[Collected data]

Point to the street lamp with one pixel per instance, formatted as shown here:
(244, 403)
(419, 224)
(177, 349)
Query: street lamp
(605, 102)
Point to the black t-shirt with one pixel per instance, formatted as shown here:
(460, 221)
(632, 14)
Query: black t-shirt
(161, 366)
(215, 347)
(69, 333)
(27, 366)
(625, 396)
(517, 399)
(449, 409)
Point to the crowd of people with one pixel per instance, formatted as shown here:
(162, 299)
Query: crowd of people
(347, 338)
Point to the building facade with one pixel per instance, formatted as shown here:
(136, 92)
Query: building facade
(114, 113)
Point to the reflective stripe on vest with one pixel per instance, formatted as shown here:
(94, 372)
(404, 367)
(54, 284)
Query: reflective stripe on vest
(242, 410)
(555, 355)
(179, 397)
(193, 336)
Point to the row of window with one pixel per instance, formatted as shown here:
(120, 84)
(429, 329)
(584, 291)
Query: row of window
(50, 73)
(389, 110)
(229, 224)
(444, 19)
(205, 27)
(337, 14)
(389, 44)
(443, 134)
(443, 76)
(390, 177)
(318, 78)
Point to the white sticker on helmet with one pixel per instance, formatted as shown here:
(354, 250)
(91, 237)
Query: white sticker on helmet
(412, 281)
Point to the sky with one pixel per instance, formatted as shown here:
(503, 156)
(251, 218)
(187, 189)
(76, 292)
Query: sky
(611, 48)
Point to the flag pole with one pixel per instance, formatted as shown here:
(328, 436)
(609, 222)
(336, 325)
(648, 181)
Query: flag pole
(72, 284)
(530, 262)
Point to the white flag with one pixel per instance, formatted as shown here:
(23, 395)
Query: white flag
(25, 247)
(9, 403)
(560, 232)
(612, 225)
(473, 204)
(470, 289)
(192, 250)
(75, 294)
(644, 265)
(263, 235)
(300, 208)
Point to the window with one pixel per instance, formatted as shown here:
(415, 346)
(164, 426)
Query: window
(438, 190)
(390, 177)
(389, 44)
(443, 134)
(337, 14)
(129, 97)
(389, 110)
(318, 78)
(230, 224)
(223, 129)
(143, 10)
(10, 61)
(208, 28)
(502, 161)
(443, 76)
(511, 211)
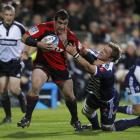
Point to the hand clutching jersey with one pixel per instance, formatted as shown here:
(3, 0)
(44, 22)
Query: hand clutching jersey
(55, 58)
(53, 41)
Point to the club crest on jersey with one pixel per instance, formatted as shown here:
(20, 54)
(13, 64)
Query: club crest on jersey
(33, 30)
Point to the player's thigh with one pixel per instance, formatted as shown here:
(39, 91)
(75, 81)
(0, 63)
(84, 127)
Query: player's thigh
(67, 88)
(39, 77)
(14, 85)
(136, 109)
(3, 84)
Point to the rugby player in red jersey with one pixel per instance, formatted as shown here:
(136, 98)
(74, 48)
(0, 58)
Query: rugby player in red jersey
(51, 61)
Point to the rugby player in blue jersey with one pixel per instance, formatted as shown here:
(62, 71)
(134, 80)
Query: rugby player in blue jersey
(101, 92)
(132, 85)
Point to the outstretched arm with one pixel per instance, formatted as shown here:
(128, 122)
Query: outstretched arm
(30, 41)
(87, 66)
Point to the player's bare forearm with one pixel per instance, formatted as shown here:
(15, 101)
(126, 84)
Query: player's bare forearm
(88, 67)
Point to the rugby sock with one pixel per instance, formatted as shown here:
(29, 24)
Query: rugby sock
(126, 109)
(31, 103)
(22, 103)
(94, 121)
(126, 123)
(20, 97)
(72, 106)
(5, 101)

---

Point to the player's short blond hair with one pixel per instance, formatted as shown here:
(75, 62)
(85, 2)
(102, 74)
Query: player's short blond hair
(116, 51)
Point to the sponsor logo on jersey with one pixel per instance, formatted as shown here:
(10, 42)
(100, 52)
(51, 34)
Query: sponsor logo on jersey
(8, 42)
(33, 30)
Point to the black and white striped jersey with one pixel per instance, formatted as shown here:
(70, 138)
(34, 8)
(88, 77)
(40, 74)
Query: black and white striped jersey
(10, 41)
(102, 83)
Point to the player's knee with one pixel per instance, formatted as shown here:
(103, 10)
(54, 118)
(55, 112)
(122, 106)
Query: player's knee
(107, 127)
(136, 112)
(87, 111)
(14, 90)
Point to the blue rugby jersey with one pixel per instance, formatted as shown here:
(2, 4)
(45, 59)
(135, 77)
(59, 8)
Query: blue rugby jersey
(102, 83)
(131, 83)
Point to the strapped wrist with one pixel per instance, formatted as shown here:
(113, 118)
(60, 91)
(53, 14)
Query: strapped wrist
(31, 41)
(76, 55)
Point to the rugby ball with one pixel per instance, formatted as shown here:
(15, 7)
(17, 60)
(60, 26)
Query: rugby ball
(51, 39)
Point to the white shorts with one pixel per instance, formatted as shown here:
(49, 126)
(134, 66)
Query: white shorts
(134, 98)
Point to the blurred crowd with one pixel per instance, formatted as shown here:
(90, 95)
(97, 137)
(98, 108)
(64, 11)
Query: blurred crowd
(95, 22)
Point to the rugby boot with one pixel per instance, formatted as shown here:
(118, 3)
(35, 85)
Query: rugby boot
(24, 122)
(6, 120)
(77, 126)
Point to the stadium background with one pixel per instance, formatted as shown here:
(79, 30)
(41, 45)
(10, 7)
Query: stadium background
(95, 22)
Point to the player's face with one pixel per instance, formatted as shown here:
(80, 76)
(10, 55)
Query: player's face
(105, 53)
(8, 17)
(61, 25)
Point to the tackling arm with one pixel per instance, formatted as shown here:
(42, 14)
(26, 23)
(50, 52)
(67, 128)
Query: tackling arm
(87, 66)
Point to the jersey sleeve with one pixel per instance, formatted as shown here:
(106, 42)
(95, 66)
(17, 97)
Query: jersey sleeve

Problem details = The line above containing "Point to the street", the line containing "Point to the reflective", and every line between them are to be transcribed exactly; no other line is wanted.

Response to this task =
Point to the street lamp with one pixel per instance, formatted as shown here:
(244, 403)
(419, 224)
(177, 349)
Query: street lamp
(605, 102)
Point to the black t-shirt with one pixel per instance, formatted as shown here:
(460, 221)
(632, 14)
Query: black t-shirt
(161, 366)
(215, 347)
(69, 333)
(27, 366)
(625, 396)
(517, 399)
(449, 409)
Point to the crowd of people with one pixel per instance, formatted as shown here:
(162, 299)
Query: crowd of people
(347, 338)
Point to the building facade with one pixel per instance, formatted as shown here:
(136, 92)
Query: building facade
(114, 113)
Point to the reflective stripe on vest with one pixel per instance, formatted as shown here:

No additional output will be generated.